### INSTRUCTIONS FOR THE TASK
Please rewrite the stretch from the line containing "Give the exact" through the line containing "rough mask: <svg" as a numbered list, including both of those lines and omitting any blank lines.

### DATA UNDER STUDY
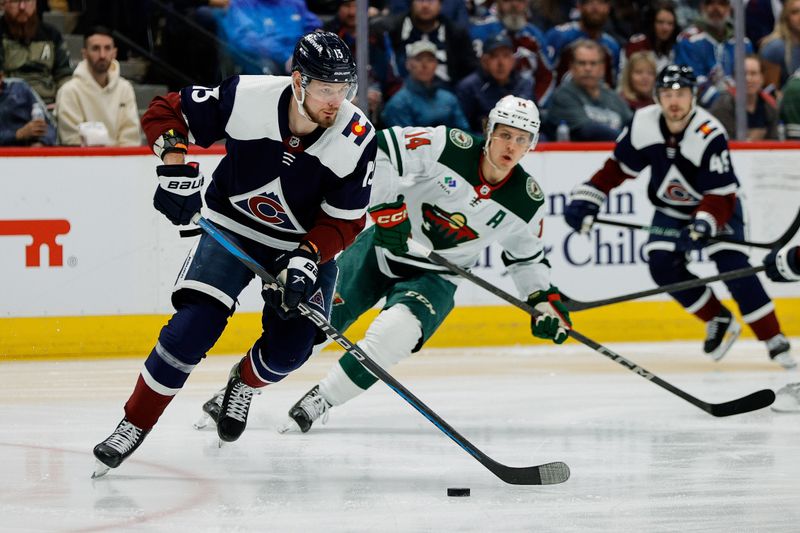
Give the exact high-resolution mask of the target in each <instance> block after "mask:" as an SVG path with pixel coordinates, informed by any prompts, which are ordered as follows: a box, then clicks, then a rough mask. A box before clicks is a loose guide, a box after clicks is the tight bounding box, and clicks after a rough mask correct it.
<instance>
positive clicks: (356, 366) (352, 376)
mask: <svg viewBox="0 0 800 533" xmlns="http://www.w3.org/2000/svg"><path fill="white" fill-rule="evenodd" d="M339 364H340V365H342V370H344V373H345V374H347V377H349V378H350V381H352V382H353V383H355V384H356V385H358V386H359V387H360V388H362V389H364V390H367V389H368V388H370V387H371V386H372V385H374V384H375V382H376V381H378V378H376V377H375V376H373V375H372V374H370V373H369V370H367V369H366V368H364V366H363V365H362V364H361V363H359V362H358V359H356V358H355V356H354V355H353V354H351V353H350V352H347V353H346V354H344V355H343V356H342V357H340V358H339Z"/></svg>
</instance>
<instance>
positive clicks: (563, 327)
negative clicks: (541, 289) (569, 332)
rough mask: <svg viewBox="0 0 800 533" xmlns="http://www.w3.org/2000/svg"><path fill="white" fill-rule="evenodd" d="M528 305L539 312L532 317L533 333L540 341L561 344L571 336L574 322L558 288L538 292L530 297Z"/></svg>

==

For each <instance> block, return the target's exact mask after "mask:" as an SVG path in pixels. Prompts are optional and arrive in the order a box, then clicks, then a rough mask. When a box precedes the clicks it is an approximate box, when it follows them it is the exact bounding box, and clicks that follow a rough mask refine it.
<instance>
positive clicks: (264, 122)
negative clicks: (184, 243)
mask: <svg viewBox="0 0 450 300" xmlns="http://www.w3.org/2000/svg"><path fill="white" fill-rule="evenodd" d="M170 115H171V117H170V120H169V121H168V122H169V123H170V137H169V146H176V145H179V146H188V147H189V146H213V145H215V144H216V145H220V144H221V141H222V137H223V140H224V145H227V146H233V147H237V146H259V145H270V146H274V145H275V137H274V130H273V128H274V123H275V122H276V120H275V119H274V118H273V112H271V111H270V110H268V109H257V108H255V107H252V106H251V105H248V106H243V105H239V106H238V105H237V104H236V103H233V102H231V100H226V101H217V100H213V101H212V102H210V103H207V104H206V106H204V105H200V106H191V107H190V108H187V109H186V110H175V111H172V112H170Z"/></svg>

### SOLUTION TO THE PROBLEM
1. Give the exact high-resolution mask of the target in each <instance> block after "mask:" as an SVG path with pixel coordinates, informed by any prompts, which are ordered as follows: a box, then clicks, then a rough mask. A box before clicks is a loose guide, a box after clicks is the tight bounding box, and clicks after a rough mask correct it.
2. <instance>
3. positive clicks: (356, 366) (352, 376)
4. mask: <svg viewBox="0 0 800 533" xmlns="http://www.w3.org/2000/svg"><path fill="white" fill-rule="evenodd" d="M339 364H340V365H342V370H344V373H345V374H347V377H349V378H350V381H352V382H353V383H355V384H356V385H358V386H359V387H360V388H362V389H364V390H367V389H368V388H370V387H371V386H372V385H374V384H375V382H376V381H378V378H376V377H375V376H373V375H372V374H370V373H369V370H367V369H366V368H364V366H363V365H362V364H361V363H359V362H358V359H356V358H355V356H354V355H353V354H351V353H350V352H347V353H346V354H344V355H343V356H342V357H340V358H339Z"/></svg>
5. </instance>
6. <instance>
7. positive clicks: (563, 327)
8. negative clicks: (541, 289) (569, 332)
9. rough mask: <svg viewBox="0 0 800 533" xmlns="http://www.w3.org/2000/svg"><path fill="white" fill-rule="evenodd" d="M528 305L539 312L532 317L533 333L540 341L561 344L571 336L574 322L558 288L538 292L530 297Z"/></svg>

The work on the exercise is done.